Entries taken from a collection
-=-=-=-=-
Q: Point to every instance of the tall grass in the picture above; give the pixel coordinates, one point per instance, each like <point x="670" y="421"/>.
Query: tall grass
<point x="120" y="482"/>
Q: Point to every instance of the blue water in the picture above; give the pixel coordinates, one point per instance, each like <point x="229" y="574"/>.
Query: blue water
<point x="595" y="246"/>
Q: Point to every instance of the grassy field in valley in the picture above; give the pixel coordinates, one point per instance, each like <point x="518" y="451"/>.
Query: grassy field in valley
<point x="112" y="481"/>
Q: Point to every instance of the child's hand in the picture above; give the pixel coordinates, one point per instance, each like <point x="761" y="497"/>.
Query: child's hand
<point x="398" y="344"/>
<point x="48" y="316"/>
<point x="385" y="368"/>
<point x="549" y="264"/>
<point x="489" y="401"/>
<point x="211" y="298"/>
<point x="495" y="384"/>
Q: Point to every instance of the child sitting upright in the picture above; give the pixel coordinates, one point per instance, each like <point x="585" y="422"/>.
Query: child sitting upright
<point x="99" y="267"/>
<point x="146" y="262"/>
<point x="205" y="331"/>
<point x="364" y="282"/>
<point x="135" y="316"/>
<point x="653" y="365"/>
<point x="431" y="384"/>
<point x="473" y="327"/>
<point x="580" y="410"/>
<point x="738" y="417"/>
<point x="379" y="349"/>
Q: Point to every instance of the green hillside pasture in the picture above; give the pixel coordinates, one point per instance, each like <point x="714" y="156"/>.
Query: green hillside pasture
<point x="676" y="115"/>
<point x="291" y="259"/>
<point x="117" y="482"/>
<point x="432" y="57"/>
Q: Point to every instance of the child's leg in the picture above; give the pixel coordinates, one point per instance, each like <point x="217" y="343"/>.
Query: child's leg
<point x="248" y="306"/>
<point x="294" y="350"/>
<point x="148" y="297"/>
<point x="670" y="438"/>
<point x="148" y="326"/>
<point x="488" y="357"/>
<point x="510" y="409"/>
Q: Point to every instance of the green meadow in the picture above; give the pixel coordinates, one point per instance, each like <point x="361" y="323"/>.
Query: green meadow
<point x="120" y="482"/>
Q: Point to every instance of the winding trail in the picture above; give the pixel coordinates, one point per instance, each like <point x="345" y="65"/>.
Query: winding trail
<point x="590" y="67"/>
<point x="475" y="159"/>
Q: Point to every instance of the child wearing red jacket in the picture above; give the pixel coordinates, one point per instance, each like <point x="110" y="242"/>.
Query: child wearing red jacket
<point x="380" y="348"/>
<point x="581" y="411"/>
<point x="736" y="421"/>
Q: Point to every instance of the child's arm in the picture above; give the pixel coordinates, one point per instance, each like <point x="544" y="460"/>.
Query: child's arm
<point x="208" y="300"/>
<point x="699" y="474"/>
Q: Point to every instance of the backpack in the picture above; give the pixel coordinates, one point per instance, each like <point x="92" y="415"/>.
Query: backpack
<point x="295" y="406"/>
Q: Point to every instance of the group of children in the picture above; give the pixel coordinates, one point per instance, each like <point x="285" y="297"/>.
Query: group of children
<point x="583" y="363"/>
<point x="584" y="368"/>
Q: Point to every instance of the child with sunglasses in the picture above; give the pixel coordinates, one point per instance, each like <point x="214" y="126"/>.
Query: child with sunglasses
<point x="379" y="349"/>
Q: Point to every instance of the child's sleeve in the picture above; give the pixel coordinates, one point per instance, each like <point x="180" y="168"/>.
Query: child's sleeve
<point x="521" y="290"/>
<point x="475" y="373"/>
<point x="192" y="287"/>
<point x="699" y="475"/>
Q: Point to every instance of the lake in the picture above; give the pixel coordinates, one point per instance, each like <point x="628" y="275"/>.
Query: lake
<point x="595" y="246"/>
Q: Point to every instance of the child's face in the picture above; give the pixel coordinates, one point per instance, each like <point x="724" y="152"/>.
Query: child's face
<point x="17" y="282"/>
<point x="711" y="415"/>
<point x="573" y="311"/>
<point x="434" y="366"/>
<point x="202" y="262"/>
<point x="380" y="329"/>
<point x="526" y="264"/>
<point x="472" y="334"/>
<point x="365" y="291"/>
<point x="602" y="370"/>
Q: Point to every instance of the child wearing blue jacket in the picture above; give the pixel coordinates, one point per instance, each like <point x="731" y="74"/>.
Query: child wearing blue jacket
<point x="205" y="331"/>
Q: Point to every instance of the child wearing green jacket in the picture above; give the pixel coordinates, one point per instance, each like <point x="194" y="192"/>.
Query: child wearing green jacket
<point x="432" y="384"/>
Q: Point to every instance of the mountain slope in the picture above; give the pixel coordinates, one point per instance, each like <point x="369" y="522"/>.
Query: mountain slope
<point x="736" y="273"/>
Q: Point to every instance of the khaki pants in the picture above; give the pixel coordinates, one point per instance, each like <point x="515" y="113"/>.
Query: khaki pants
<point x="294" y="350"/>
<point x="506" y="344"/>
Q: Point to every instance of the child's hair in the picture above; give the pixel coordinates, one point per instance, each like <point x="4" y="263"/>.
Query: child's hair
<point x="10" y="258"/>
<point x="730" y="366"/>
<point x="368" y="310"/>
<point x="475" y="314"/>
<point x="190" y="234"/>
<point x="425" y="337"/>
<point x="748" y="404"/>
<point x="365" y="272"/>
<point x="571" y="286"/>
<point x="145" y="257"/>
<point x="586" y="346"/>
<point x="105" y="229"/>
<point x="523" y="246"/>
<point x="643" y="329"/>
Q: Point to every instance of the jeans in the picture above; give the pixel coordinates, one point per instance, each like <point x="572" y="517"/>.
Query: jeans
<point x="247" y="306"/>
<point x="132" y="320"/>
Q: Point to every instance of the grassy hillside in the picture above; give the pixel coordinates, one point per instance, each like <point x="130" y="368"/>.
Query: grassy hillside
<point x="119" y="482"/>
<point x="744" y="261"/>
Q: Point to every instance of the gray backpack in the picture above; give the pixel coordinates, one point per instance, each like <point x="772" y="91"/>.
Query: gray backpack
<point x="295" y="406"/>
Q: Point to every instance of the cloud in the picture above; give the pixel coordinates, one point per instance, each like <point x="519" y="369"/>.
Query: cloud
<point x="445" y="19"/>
-=-=-=-=-
### PROBLEM TO SOLVE:
The full set of data above must come back exactly as written.

### SOLUTION BELOW:
Q: Point to every instance of the tall grass in the picture above; give the pixel coordinates, one point per instance, each like <point x="670" y="421"/>.
Query: tall grass
<point x="120" y="482"/>
Q: Point to every instance of the blue water in the picture above; give the pixel coordinates, one point per instance, each like <point x="229" y="574"/>.
Query: blue water
<point x="595" y="246"/>
Q: Point to every instance of the grassy field in valley in the picture above; give the pixel coordinates, one point per instance, each like <point x="518" y="451"/>.
Query: grassy field in valley
<point x="112" y="481"/>
Q: Point to every instance of the child's hand in the picture above; give the pixel coordinates, one point per instance, each like <point x="761" y="497"/>.
Query: child's hand
<point x="398" y="344"/>
<point x="48" y="316"/>
<point x="385" y="368"/>
<point x="549" y="264"/>
<point x="489" y="401"/>
<point x="211" y="298"/>
<point x="495" y="384"/>
Q: Point to every instance of the child sitting upright in the picture above; give the pixel coordinates, one point per instance, each like <point x="585" y="422"/>.
Query: child sitting upright
<point x="99" y="267"/>
<point x="146" y="262"/>
<point x="205" y="331"/>
<point x="364" y="282"/>
<point x="135" y="316"/>
<point x="653" y="365"/>
<point x="431" y="384"/>
<point x="473" y="327"/>
<point x="580" y="410"/>
<point x="738" y="417"/>
<point x="379" y="349"/>
Q: Point to every instance of the green hillside pasture in the picture above; give the pixel coordinates, one point per instance, each like <point x="714" y="156"/>.
Query: green hillside pasture
<point x="676" y="115"/>
<point x="291" y="259"/>
<point x="117" y="482"/>
<point x="432" y="57"/>
Q: Point to every instance of the child's leg in the picture above; give the pixel coordinates, one point per instance, each like <point x="217" y="343"/>.
Query: child's leg
<point x="248" y="306"/>
<point x="294" y="350"/>
<point x="148" y="297"/>
<point x="670" y="438"/>
<point x="148" y="326"/>
<point x="488" y="357"/>
<point x="510" y="409"/>
Q: Point to every instance of the green meadow in the picture above; give the pixel coordinates, one point per instance, each like <point x="361" y="323"/>.
Query: green meadow
<point x="120" y="482"/>
Q: Point to every instance of the winding trail in the picture above; give the pixel coordinates, one point per instance, each like <point x="345" y="65"/>.
Query: winding trail
<point x="590" y="67"/>
<point x="475" y="159"/>
Q: Point to every instance of the child wearing red jacket in the picture above; give the pixel coordinates, one point per instance, each like <point x="110" y="242"/>.
Query: child wearing red jacket
<point x="380" y="348"/>
<point x="581" y="411"/>
<point x="736" y="421"/>
Q: Point to every instance of the child's arm in the picture above; give the pixel coordinates, one point per instance, each like <point x="544" y="460"/>.
Query: child's arm
<point x="208" y="300"/>
<point x="699" y="474"/>
Q: Point to every instance of the backpack in the picture above; give the pixel coordinates, one point per instance, each like <point x="92" y="415"/>.
Query: backpack
<point x="295" y="406"/>
Q: Point to every instance of the group of children in the picture above; give the pixel coordinates, one point per instance, each like <point x="285" y="297"/>.
Query: group of children
<point x="583" y="363"/>
<point x="584" y="368"/>
Q: Point to every instance of the child with sunglasses in the picture above; give the pixel coordinates, one point per instance, each like <point x="214" y="126"/>.
Query: child with sunglasses
<point x="379" y="349"/>
Q: Point to every instance of the child's sleeve in the picture above; give the pixel coordinates, one point per instance, each like <point x="180" y="168"/>.
Query: child's sleeve
<point x="521" y="290"/>
<point x="475" y="373"/>
<point x="192" y="287"/>
<point x="699" y="475"/>
Q: Point to every instance of the lake in the picture above; give the pixel coordinates, one point per instance, each like <point x="628" y="275"/>.
Query: lake
<point x="595" y="246"/>
Q: Point to every instance of the child's face in the picture above; give the pixel coordinates, one point per instance, each like <point x="724" y="152"/>.
Query: child's face
<point x="17" y="282"/>
<point x="711" y="415"/>
<point x="573" y="311"/>
<point x="434" y="366"/>
<point x="202" y="262"/>
<point x="380" y="329"/>
<point x="526" y="264"/>
<point x="472" y="334"/>
<point x="365" y="291"/>
<point x="602" y="370"/>
Q: Point to every instance of the child wearing blue jacket in the picture above; give the pixel coordinates, one point per instance, each like <point x="731" y="74"/>.
Query: child wearing blue jacket
<point x="205" y="331"/>
Q: Point to every instance of the child wearing green jacket in the picture above; give the pixel coordinates, one point per instance, each like <point x="194" y="192"/>.
Query: child wearing green jacket
<point x="432" y="384"/>
Q: Point to every instance of the mountain slope in the picture above; give the pixel coordinates, one point per instance, each like <point x="369" y="522"/>.
Query: mountain slope
<point x="736" y="273"/>
Q: Point to every instance of the khaki pants in the picture above; give the pixel coordinates, one point per instance, each like <point x="515" y="113"/>.
Query: khaki pants
<point x="294" y="350"/>
<point x="506" y="344"/>
Q: Point to every instance of the child's hair in the picture above; give the pixel coordinates, one point per instance, each like <point x="4" y="263"/>.
Query: child's hair
<point x="10" y="258"/>
<point x="730" y="366"/>
<point x="368" y="310"/>
<point x="475" y="314"/>
<point x="190" y="234"/>
<point x="425" y="337"/>
<point x="748" y="404"/>
<point x="365" y="272"/>
<point x="571" y="286"/>
<point x="145" y="257"/>
<point x="586" y="346"/>
<point x="105" y="229"/>
<point x="523" y="246"/>
<point x="643" y="329"/>
Q: Point to every instance of the jeans in the picture above; give the pixel coordinates, one point per instance, each like <point x="572" y="517"/>.
Query: jeans
<point x="247" y="306"/>
<point x="132" y="320"/>
Q: Point to every instance of the grassy hillside in the picture above; give the pixel coordinates, one point per instance, each like <point x="130" y="368"/>.
Query: grassy hillside
<point x="119" y="482"/>
<point x="744" y="261"/>
Q: Point to every instance of the gray backpack in the picture above; give the pixel coordinates, one point per instance, each like <point x="772" y="91"/>.
Query: gray backpack
<point x="295" y="406"/>
Q: Point to every instance of the cloud in the picture above; give the pixel coordinates, one point per instance, each like <point x="519" y="369"/>.
Query: cloud
<point x="445" y="19"/>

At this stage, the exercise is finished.